- [Passage shown]:
▬▬▬▬▬▬
You must live somewhere nice.
I do, Jane.
I've never lived anywhere nice enough to get deliveries.
Come round.
Well, I get it for work purposes.
So, you know, fired up through the auspices of Times Radio.
Does a member of staff just bring it to you?
They do, on a silver sofa.
With a cup of tea.
Yeah, wearing white gloves every morning at exactly the right time.
But it's such a beautiful thing, actually.
I really, really enjoy the newspaper.
And it's such an obvious thing to say, but I just love the fact that I'll start reading an article on page 16
and my eye is drawn to page 17.
So I read stuff that I wouldn't normally read.
And it just doesn't happen when you're reading online.
But my two teenagers I mean
one of them's you know practically a young adult by now they have no interest in picking up the
newspaper or the magazines so they're lying all around the house they're you know they're in every
room we're not particularly tidy at Glover Towers but they just don't have that curiosity and I am
sad for them because of that because because I'm absolutely with you.
I think you do just read in a different way.
And also, it's just that really lovely chunk of time
that you allow yourself in a day
where you think I'm going to sit down and read the paper,
which doesn't carry with it the guilt
that I think my generation has
about sitting down and scrolling through a phone.
And so it's just very different. I feel really bad when i'm reading lots of news on my phone i feel really happy and
worthwhile and good about myself when i'm reading news in a paper how daft is that i know i know
exactly what you mean i sometimes think when i'm on the train and i'm endlessly scrolling
i think people think i'm just watching cat videos because I'm actually reading the Times cover to cover everyone, who knows
but I agree with you
you feel a bit bad on the screen
not so much in the mornings
because it is just very practical to read the paper
on my phone on the train on the way in
but it's interesting when I have the time
so on a weekend I will sit down
with the weekend papers and will read them properly
and it's a joy
as well as being
something i need to do for my job and actually i have to say if i had all the money in the world
and i could just afford like someone to do it for me i would pay someone to bring me the papers in
bed on a saturday and a sunday morning so i didn't have to get out of bed well i'm sure somebody
would i mean i'm sure on you know one of those many, many apps. Yeah, one of those task rabbits.
Yes.
Give them a key.
Or give them a tenner.
G-t-e-r.
G-t-e-r.
G-t-e-r.
G-t-e-r.
The Scandinavian service.
G-t-e-r.
So you could set one up, couldn't you, called Deliver My People?
And see if it takes off. But it would be my dream.
So I could just lie in bed and read them
before actually having to haul myself out of my pit.
Yeah, it is a different experience.
But I am getting a little bit fed up
with my own slovenly attitude to the newspapers as well
because they just lie around the house.
They're just absolutely blooming everywhere.
And I did think maybe I should just cancel them
and just read on my phone,
but I'm not going to do that.
▬▬▬▬▬▬
- [Given data]:
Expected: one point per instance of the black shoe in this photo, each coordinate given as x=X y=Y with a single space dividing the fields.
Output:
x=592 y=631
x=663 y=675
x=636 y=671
▬▬▬▬▬▬
Continue the conversation about reading newspapers in print from the point where it stops. The rows have nothing to do with the text about reading newspapers.

- [Reply]:
Can I say a very quick hello to Karen?
You sent a lovely email, Karen,
and just thank you, actually, for taking the time to do that.
It's always very nice indeed.
You can send really, really shit critical ones if you want to,
but maybe wait till next week.
This one comes in from Jennifer, who says,
Dear Jane and Fi, tonight on Off Air,
I was shocked to hear that one of your listeners
who works with her husband in their business
was advised that her life didn't need to be insured
because her role was not vital enough.
I presume the financial advisor is a man.
To me, his advice is totally impractical
and I would find another advisor ASAP.
My husband and I have worked together since 1992
and have had life and
critical illness insurance in place for both our lives since we could afford it. Just as the lady
who wrote in situation, my role in the business is very different to my husband's. I am the
salesperson, the main administrator, and without me he'd be in a pickle and vice versa. Should one
of us be ill or die, the income the insurance would pay out would cover basic living costs and hopefully reduce the stress at a catastrophic time in either of our lives.
Very best wishes.
So, Jenny, you know, I'm glad about that.
And it's good to hear that not everybody got the same, I think, just really shoddy, misogynistic, bad advice
that our previous listener had been given.
Because if she, and i was thinking about
this actually when i was coming in on the tube um i think for for whichever partner it is who
has very delineated tasks in the home to lose the other one is just absolutely terrifying
so all of the stuff that would happen to that poor guy if his wife died
where he genuinely couldn't do the dishes do the washing cope with the kids and all of that kind
of stuff at an overwhelming time of grief it would be the best thing if he if he just knew
that somebody else could come and help him it is so wrong to diminish that role absolutely really
really wrong.
It's the stuff of life.
It's the stuff that literally keeps you alive.
But also what a git the financial advice was because you could have got two commissions.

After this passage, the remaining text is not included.